# Page excerpt
:::::

Din Connors

Personal information
- Native name: Donncha Ó Conchubhair (Irish)
- Nickname: Din
- Born: 7 January 1917 Millstreet, County Cork, Ireland
- Died: 29 February 2004 (aged 87) Braintree, Massachusetts, U.S.
- Height: 5 ft 11 in (180 cm)

Sport
- Sport: Gaelic Football
- Position: Left corner-back

Clubs
- Years: Club
- Dromtarriffe Millstreet

Club titles
- Cork titles: 1

Inter-county*
- Years: County / Apps (scores)
- 1941-1948 1949-1952: Cork New York / 13 (0-01)

Inter-county titles
- Munster titles: 2
- All-Irelands: 1
- NFL: 1
- *Inter County team apps and scores correct as of 17:01, 12 April 2012.

= Din Connors =

Irish Gaelic footballer

Denis O'Connor (7 January 1917 - 29 February 2004), known as Din Connors, was an Irish Gaelic footballer who played for club sides Dromtarriffe and Millstreet and at inter-county level with the Cork and New York senior football teams.

:::::

# Extracted records
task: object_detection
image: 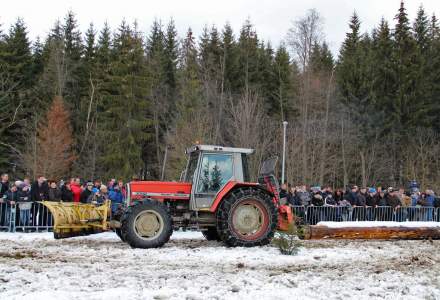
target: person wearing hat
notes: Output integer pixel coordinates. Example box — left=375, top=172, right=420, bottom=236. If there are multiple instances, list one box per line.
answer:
left=87, top=184, right=108, bottom=205
left=31, top=175, right=49, bottom=226
left=108, top=184, right=124, bottom=215
left=365, top=187, right=378, bottom=221
left=386, top=187, right=402, bottom=222
left=3, top=184, right=19, bottom=229
left=79, top=181, right=93, bottom=203
left=18, top=182, right=32, bottom=230
left=48, top=180, right=61, bottom=201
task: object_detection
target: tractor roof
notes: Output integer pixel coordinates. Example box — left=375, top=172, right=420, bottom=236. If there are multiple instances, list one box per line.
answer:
left=186, top=145, right=254, bottom=154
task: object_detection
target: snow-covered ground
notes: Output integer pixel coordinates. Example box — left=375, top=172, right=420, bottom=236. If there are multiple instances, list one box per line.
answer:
left=0, top=232, right=440, bottom=300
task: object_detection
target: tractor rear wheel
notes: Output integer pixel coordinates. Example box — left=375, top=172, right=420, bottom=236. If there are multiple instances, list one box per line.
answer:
left=217, top=187, right=278, bottom=247
left=121, top=199, right=173, bottom=248
left=202, top=227, right=221, bottom=241
left=115, top=228, right=125, bottom=242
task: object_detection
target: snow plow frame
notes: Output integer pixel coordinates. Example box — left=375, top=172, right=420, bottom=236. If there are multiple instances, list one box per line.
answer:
left=40, top=200, right=111, bottom=239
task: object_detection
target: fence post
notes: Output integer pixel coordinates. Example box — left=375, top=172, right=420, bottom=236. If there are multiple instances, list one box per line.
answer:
left=9, top=204, right=16, bottom=232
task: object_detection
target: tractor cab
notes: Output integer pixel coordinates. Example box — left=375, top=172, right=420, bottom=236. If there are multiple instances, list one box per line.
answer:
left=43, top=145, right=292, bottom=248
left=183, top=145, right=254, bottom=210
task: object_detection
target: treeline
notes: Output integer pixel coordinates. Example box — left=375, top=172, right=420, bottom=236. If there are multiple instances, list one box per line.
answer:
left=0, top=3, right=440, bottom=186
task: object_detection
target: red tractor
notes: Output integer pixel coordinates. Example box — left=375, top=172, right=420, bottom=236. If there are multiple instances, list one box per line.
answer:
left=43, top=145, right=292, bottom=248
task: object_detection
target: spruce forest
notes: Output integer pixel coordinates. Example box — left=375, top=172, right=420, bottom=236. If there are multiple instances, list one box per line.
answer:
left=0, top=2, right=440, bottom=189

:::::

# What is needed
Please reproduce the passage of the Din Connors page above word for word, from "- 1941-1948 1949-1952: Cork" up to and including "12 April 2012.".

# The answer
- 1941-1948 1949-1952: Cork New York / 13 (0-01)

Inter-county titles
- Munster titles: 2
- All-Irelands: 1
- NFL: 1
- *Inter County team apps and scores correct as of 17:01, 12 April 2012.